__WHAT IS BEING ASKED__
Leave out the pictures and retype everything else in the records below exactly.
----------
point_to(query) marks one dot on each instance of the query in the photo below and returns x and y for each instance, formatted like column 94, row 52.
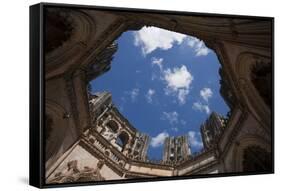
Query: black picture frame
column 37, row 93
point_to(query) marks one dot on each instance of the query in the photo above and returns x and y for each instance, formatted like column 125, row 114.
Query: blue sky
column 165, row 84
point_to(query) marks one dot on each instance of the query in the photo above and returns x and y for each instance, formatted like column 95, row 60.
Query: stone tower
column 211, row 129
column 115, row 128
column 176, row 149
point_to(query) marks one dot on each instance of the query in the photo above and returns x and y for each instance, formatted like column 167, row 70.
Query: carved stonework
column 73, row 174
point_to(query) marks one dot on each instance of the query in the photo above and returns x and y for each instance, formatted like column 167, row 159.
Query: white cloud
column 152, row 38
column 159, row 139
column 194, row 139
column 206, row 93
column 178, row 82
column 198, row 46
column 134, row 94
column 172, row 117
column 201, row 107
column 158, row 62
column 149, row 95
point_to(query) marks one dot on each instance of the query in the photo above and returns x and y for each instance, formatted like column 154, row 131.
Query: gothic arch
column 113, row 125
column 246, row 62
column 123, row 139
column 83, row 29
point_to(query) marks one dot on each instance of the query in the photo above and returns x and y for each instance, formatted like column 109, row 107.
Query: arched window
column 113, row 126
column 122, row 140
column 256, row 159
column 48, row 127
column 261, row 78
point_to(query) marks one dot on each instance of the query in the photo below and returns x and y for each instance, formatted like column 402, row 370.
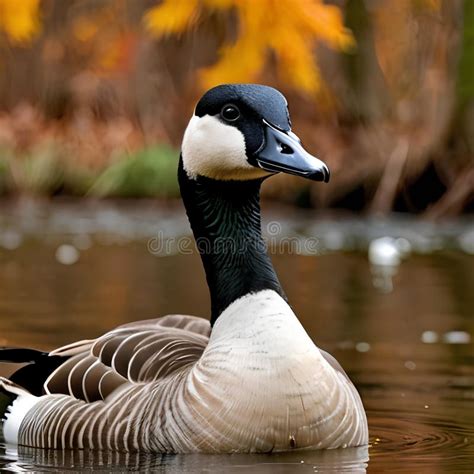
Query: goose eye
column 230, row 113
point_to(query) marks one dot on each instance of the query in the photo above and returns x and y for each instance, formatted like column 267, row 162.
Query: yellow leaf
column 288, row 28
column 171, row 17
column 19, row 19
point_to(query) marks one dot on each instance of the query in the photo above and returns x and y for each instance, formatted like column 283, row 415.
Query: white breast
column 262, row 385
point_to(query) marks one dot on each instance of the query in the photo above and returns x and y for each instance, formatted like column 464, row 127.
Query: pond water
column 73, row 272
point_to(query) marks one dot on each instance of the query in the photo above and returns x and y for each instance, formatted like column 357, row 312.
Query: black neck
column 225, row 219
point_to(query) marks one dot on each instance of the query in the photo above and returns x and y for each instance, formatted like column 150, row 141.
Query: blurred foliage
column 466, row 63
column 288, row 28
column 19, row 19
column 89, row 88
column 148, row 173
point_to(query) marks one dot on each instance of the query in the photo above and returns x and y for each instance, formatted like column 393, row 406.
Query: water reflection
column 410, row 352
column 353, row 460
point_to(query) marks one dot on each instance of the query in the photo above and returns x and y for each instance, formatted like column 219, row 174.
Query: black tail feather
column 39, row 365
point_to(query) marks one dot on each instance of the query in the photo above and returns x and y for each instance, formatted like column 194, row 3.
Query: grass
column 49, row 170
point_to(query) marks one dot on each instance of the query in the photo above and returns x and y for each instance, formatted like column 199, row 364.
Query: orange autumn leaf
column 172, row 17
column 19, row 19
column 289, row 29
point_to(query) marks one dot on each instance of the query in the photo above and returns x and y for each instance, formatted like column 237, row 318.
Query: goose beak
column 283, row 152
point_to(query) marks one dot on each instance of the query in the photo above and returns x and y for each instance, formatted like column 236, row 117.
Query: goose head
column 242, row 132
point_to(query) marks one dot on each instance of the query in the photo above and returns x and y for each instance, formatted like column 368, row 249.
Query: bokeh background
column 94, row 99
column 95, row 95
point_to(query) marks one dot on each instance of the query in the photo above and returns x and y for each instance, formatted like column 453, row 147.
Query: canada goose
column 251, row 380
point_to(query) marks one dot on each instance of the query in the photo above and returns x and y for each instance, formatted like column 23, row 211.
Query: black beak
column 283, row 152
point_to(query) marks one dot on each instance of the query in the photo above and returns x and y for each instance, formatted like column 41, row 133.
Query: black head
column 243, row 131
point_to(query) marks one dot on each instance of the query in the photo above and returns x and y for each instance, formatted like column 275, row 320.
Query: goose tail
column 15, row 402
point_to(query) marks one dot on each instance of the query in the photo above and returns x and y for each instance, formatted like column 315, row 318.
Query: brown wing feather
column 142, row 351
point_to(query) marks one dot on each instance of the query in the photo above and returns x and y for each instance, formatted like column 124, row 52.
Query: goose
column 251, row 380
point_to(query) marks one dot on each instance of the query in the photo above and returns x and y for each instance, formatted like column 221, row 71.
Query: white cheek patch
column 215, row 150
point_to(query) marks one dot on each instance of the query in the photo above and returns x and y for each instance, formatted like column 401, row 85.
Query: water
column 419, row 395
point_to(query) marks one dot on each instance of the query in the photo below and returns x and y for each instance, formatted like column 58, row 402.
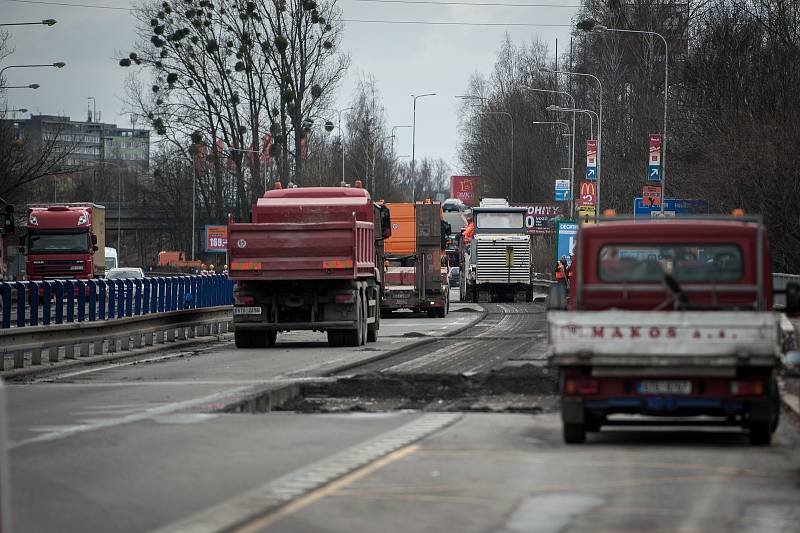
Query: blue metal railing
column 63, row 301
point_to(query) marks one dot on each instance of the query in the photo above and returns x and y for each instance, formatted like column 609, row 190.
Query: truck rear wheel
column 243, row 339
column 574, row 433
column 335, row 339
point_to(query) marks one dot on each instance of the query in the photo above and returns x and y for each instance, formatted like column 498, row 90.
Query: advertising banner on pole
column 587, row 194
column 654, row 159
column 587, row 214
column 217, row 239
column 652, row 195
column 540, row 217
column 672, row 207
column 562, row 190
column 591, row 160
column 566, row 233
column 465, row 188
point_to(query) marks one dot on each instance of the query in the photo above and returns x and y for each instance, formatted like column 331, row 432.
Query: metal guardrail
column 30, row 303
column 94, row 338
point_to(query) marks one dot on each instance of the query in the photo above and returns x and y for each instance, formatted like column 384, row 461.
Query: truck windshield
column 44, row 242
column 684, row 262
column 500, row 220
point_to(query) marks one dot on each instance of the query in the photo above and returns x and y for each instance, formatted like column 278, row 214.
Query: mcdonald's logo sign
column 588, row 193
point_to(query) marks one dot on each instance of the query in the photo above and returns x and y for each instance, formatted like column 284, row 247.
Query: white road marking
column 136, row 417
----------
__RESPONSE BELOW__
point_to(query) marks one dot on each instance of the query in the photo below and returns x and y for each instance, formatted like column 94, row 52.
Query: black picture frame
column 37, row 93
point_to(query) marks one dot on each instance of the query in the photo above and returns x and y for each instance, formatted like column 125, row 114.
Query: blue sky
column 165, row 84
point_to(query) marks one dot on each instance of the query in the photo above and returns x and y for each instance, formatted like column 95, row 60.
Query: stone tower
column 211, row 129
column 115, row 128
column 176, row 149
point_to(query) marks one dot on each instance of the query in the photo above and returns x and y for each instance, formatted like column 167, row 70.
Query: carved stonework
column 73, row 174
point_to(query) marks one dot on each instance of the query in the photo above and returns x and y for each instance, formatted like column 167, row 159.
Query: white cloud
column 152, row 38
column 159, row 139
column 194, row 139
column 206, row 93
column 178, row 82
column 198, row 46
column 134, row 94
column 172, row 117
column 201, row 107
column 158, row 62
column 149, row 95
point_to(query) marks one dot on each instance of the query in the photo above and returns x and y for each instance, formatted like column 154, row 131.
Query: gothic arch
column 113, row 125
column 246, row 62
column 123, row 139
column 83, row 29
point_to(query) marks one dot on each instance of the query in the photo above and returns x and y for each instance, formatted like column 109, row 107.
Query: arched window
column 113, row 126
column 122, row 140
column 256, row 159
column 48, row 127
column 261, row 78
point_to(query) marks one dot on each instance of the query in the photo below and returns x and y for each instance, formatted like column 402, row 370.
Query: goose eye
column 230, row 113
point_to(query) marks one dot on each instance of the query in the photo above and returns x and y for each instance, formatted like column 267, row 162.
Query: yellow leaf
column 288, row 28
column 171, row 17
column 19, row 19
point_to(query) marks one dot on each instance of the query in the photo above and returns x and y for each instance, formatted like column 283, row 415.
Query: white breast
column 262, row 385
point_to(query) marks one dot on each instance of the query in the photo above and returns x and y for each instance, formatted like column 464, row 127.
Query: pond water
column 73, row 272
point_to(query) marks one dot on each instance of the query in the photo above and returns x and y for each instance, formatted like column 357, row 312.
Query: black neck
column 225, row 219
point_to(query) marks one dot on each instance of the query in the photo above and returns x and y for each instance, formatted like column 150, row 141.
Query: blurred foliage
column 466, row 63
column 288, row 28
column 19, row 19
column 89, row 88
column 148, row 173
point_to(query) marks one dot on each instance of the query in the photo above and returns x and y for each instance, formatted like column 393, row 406.
Query: water reflection
column 410, row 352
column 353, row 460
point_to(query) marks one dot on each instance of the query in the photo above and returns x and y for each instance, formatted like column 219, row 174.
Query: black tail feather
column 39, row 365
point_to(query) marks one dot on each instance of the query in the photo above and returns x and y for each instance, formatted like column 194, row 3.
Query: grass
column 49, row 170
point_to(query) marks one dot on each instance of the query in the photo above and returns x and y for each instance, formatted like column 199, row 364.
Query: orange autumn leaf
column 172, row 17
column 19, row 19
column 289, row 29
point_to(query) marks one dot on each instance of the query in the photo above and returns x and y for each instance, formatted like column 237, row 318.
Query: goose beak
column 283, row 152
point_to(query) marks one dot on each instance of the query in the photo above and returns x and y for each instance, formatted like column 236, row 117.
Query: goose head
column 242, row 132
point_to(query) marks one dot on each instance of the query in the photo above and returns x and y for each instance, formatted like column 368, row 249.
Query: bokeh background
column 94, row 99
column 95, row 95
point_to(query) marks one dot on each instance of the query in the photo above and returns x and y for each instance, formatted like column 453, row 147.
Query: canada goose
column 251, row 380
point_to(query) marks one dot on each instance of the query in the photo above and returns x and y for each instance, formatted like column 23, row 211.
Query: black beak
column 283, row 152
point_to(query) marks one dot on each instance of the query in the photo above and returns x and y for each instance, formatted like column 41, row 133.
Query: black head
column 243, row 131
point_to(query) marks one dot on each instance of the query in the photo above and returns x and y for each instance, formatted like column 275, row 320.
Query: goose tail
column 15, row 402
point_to(query) marks one dot on each instance of the query in the photo above and returns x and y for each instance, formatted like column 315, row 318.
Query: brown wing feather
column 142, row 351
point_to(query) marks one dot on each instance of the query in the photo above and returns x and y for each instance, formatted like column 124, row 52.
Query: goose
column 251, row 380
point_to(query) marks one dot on each instance of the query in the photo above and returns x and y for each instance, formatted like column 221, row 71.
Query: white cheek patch
column 215, row 150
point_to(query) marks one dot on each instance of the query in the photo above and returns x and y for each instance, formatted like column 401, row 85.
Query: water
column 419, row 395
point_to(query) marks one dot on each instance of the query in the photo below and returns x and y for each instance, formatted like column 58, row 402.
Query: blue metal railing
column 63, row 301
point_to(query) marks one dot on each instance of the query in the photo above and returns x and y for each instance, formatted like column 609, row 190.
Query: truck rear wheel
column 243, row 339
column 574, row 433
column 335, row 339
point_to(query) marks one dot on each instance of the query in the photo above and returns x and y for each instance, formatted like column 498, row 90.
Query: advertising banner on pole
column 587, row 194
column 654, row 159
column 587, row 214
column 217, row 239
column 652, row 195
column 540, row 217
column 672, row 207
column 562, row 190
column 591, row 160
column 566, row 233
column 465, row 188
point_to(query) marks one dot on each instance of the query in the photo above and returns x and y for each instance, formatted like column 331, row 432.
Query: metal guardrail
column 30, row 303
column 94, row 338
point_to(query) marks one dot on each instance of the query in the photo above and returns x and y for each instance, formatted like column 384, row 461.
Query: truck windshield
column 44, row 242
column 684, row 262
column 500, row 220
point_to(query) marks one dot on each instance of the query in the photo above and returns x and y for each instance, formatted like column 278, row 214.
Query: mcdonald's logo sign
column 588, row 193
point_to(query) marks one dot on each instance of the query in the photo above and returns x and y for each instance, formatted like column 284, row 247.
Query: white road marking
column 136, row 417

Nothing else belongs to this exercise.